>>>>>
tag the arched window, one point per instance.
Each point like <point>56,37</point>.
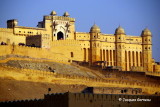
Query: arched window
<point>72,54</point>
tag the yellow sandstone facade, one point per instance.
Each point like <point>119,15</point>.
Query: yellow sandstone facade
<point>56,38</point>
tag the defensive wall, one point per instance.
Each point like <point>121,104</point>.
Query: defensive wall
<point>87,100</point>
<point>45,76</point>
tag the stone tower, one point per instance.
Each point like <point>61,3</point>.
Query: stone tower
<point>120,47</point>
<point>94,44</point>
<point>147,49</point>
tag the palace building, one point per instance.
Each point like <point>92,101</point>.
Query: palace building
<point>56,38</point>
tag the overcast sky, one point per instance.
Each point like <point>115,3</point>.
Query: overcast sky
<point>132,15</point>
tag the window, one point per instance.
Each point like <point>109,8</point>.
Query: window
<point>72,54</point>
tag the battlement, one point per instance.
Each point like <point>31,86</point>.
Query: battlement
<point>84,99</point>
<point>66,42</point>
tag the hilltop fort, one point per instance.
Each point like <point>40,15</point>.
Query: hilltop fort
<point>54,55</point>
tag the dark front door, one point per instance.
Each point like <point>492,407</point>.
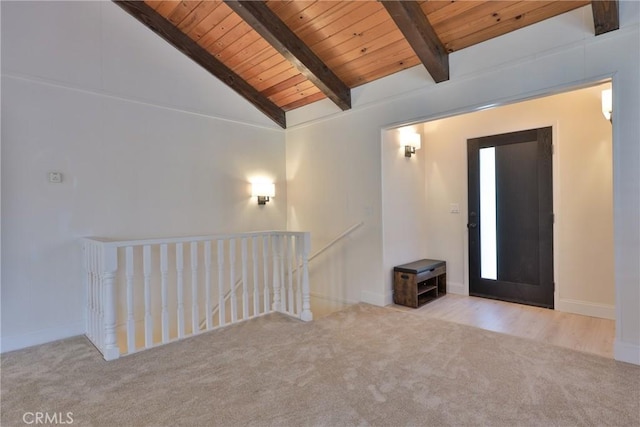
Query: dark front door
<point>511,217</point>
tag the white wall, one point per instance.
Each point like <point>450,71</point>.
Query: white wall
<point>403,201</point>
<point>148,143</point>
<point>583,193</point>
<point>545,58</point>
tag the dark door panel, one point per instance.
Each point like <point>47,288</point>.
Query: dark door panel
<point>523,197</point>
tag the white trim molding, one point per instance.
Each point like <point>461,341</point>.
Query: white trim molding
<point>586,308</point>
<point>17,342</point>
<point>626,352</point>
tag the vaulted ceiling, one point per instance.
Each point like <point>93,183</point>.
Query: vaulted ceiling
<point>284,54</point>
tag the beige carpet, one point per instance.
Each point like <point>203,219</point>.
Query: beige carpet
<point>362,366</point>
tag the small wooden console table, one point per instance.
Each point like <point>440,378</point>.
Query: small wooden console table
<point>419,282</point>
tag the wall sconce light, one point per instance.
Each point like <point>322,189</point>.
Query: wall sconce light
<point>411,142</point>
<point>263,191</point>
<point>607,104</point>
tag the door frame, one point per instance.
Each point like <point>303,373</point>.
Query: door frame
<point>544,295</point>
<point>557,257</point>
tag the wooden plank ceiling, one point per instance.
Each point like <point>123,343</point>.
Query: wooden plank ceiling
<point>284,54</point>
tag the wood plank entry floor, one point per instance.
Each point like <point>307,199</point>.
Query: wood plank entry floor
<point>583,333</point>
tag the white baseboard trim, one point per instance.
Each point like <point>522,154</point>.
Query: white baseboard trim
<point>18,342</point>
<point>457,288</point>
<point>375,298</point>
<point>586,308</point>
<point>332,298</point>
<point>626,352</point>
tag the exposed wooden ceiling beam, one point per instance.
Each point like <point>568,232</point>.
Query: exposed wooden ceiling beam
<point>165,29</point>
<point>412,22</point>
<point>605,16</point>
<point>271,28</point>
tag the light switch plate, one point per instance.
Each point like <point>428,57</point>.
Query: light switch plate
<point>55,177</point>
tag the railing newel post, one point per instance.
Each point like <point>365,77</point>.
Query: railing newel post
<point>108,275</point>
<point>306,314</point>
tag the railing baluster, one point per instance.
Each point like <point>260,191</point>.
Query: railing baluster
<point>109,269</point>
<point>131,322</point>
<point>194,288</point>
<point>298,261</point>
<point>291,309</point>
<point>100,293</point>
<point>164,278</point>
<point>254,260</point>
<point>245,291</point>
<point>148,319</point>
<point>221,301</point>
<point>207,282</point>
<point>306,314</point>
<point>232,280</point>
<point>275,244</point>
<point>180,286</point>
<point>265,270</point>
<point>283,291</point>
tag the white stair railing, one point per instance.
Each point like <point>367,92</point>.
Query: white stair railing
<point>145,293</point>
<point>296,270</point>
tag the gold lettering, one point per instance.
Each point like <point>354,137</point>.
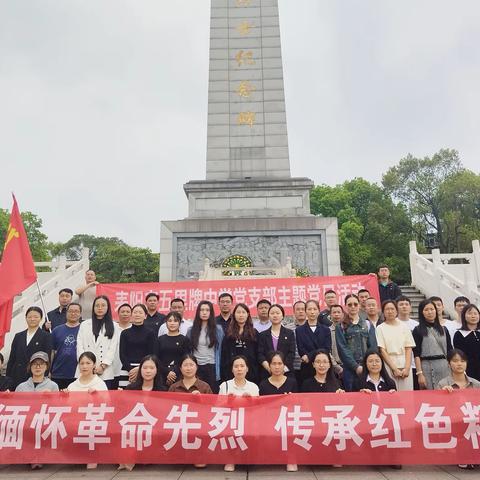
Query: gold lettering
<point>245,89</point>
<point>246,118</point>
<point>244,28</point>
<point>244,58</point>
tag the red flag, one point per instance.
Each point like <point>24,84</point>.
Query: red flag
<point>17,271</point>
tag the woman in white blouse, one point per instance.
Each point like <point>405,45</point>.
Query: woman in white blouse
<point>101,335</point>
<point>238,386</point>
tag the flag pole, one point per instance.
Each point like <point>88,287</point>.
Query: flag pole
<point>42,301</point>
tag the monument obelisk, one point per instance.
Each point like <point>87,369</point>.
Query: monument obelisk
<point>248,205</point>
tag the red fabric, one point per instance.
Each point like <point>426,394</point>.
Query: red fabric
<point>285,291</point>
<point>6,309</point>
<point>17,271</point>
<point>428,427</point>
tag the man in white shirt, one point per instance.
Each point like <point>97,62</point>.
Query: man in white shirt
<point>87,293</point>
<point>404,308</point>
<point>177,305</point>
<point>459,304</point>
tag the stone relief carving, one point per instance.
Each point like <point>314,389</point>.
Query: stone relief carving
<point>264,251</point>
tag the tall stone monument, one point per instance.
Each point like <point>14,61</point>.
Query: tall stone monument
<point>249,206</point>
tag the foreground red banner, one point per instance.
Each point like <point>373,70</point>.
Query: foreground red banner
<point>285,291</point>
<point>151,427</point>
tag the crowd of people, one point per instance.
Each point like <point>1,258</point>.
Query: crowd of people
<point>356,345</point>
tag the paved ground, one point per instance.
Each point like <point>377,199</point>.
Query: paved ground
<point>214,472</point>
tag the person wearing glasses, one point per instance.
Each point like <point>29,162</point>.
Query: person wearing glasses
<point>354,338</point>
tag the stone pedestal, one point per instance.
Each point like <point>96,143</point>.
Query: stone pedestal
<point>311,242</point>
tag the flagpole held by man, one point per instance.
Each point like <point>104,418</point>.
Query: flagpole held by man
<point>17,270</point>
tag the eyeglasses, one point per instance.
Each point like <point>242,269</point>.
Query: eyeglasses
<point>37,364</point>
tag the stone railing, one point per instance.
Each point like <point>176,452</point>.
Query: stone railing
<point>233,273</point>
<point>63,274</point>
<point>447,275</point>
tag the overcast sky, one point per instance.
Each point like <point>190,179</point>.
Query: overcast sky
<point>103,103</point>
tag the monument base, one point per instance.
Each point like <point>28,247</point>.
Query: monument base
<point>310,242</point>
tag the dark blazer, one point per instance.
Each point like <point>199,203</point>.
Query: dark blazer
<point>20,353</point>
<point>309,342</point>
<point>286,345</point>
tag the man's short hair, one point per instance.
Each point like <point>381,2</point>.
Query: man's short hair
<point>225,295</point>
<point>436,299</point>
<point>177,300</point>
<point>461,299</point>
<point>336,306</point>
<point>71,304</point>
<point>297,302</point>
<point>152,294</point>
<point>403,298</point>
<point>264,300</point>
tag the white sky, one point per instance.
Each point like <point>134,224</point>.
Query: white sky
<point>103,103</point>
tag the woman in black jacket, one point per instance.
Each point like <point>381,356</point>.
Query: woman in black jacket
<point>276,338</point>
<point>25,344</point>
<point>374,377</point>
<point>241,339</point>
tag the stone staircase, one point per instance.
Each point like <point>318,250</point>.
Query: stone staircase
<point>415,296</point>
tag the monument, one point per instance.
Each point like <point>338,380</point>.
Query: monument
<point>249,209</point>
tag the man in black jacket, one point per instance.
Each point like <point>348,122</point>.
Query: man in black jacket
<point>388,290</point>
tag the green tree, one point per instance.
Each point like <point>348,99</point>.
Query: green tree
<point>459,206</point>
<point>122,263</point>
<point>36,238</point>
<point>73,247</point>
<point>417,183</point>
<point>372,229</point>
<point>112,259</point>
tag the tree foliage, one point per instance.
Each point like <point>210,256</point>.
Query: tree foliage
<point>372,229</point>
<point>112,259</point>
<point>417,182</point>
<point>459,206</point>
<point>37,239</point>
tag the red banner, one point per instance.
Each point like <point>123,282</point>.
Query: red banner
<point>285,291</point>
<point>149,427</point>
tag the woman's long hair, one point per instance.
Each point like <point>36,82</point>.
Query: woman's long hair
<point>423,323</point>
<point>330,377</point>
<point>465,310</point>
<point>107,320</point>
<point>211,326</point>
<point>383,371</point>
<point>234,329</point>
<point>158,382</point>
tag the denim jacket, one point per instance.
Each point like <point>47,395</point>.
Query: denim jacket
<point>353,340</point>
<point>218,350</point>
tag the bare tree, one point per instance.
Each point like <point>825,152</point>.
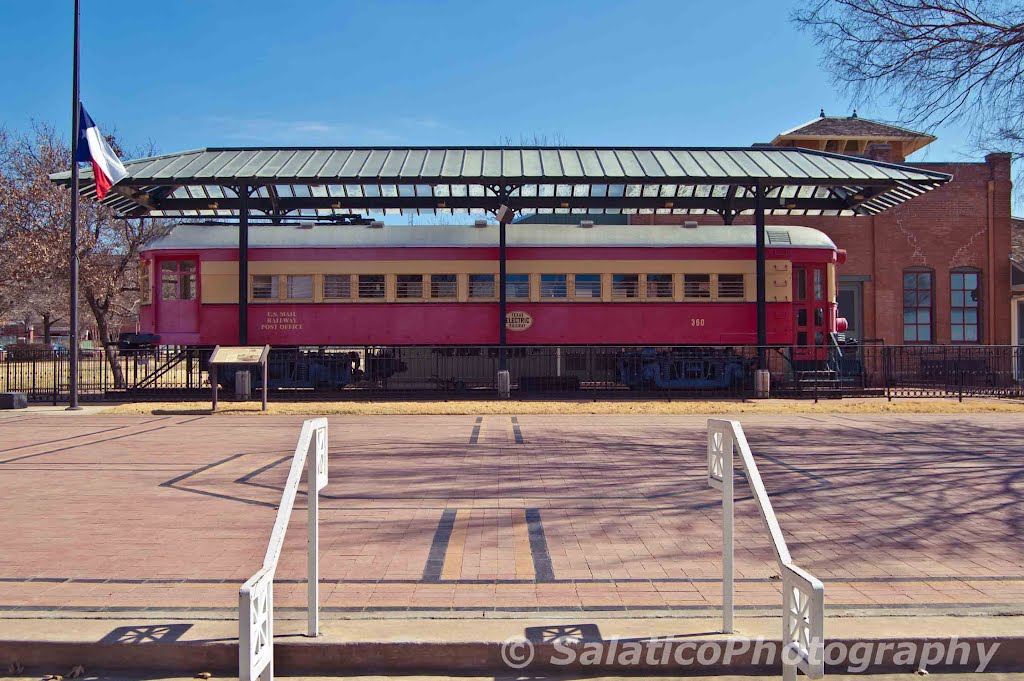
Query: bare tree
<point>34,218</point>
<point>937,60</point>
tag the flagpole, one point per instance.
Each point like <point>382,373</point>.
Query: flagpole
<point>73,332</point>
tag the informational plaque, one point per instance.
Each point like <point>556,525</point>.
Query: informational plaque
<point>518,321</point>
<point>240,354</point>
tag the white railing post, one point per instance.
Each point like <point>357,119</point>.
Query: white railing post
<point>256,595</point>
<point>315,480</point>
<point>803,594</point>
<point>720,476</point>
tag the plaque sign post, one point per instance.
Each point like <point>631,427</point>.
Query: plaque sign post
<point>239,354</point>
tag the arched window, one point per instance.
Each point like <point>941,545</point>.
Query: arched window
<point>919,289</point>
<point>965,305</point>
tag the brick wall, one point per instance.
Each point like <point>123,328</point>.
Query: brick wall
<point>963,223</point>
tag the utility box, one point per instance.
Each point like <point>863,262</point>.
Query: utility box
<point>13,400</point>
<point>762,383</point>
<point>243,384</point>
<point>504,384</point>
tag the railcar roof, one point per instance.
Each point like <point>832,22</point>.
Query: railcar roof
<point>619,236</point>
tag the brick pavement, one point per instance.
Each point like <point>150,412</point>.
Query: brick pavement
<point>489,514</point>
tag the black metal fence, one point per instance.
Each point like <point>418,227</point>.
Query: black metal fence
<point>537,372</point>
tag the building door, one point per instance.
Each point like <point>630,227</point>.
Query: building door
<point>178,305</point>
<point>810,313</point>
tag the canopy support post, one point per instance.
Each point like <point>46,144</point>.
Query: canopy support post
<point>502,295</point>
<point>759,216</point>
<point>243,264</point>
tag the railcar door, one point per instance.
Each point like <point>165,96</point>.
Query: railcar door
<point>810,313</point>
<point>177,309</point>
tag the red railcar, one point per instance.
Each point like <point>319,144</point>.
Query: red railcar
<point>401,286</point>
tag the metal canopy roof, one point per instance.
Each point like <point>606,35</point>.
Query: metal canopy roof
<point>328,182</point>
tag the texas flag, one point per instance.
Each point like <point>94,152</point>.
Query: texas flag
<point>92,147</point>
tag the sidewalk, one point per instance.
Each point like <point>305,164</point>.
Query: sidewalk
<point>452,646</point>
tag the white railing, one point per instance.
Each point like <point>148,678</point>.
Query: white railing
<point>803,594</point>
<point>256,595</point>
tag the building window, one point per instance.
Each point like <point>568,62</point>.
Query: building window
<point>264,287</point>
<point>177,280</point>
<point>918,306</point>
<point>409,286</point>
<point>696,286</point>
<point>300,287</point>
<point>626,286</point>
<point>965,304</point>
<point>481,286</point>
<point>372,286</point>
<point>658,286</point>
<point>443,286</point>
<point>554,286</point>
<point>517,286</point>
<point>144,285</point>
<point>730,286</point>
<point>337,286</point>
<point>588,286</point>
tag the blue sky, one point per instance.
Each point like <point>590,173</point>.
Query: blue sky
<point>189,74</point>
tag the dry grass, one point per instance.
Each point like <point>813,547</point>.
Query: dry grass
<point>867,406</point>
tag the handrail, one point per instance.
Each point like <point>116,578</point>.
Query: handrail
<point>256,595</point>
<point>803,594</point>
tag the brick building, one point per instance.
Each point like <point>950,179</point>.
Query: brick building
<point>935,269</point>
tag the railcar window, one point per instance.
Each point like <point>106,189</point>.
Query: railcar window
<<<<<
**ACTIVITY**.
In the listing above, locate the line with "Each point like <point>428,57</point>." and the line with "tag the gold", then extract exactly those lines and every line between them, and nothing more.

**ANSWER SECTION**.
Each point like <point>428,57</point>.
Query: light switch plate
<point>55,177</point>
tag the railing newel post, one point per instance.
Each point like <point>365,77</point>.
Query: railing newel post
<point>108,275</point>
<point>306,314</point>
tag the railing baluster, one point per instance.
Each point like <point>260,191</point>.
Query: railing baluster
<point>109,269</point>
<point>131,322</point>
<point>194,288</point>
<point>298,261</point>
<point>291,309</point>
<point>100,293</point>
<point>164,278</point>
<point>254,260</point>
<point>245,291</point>
<point>148,319</point>
<point>221,301</point>
<point>207,282</point>
<point>306,314</point>
<point>232,280</point>
<point>275,244</point>
<point>180,286</point>
<point>265,270</point>
<point>283,291</point>
tag the white stair railing, one point per instance.
Each point like <point>367,92</point>.
Query: white stair railing
<point>145,293</point>
<point>296,270</point>
tag the gold lettering, one point per instance.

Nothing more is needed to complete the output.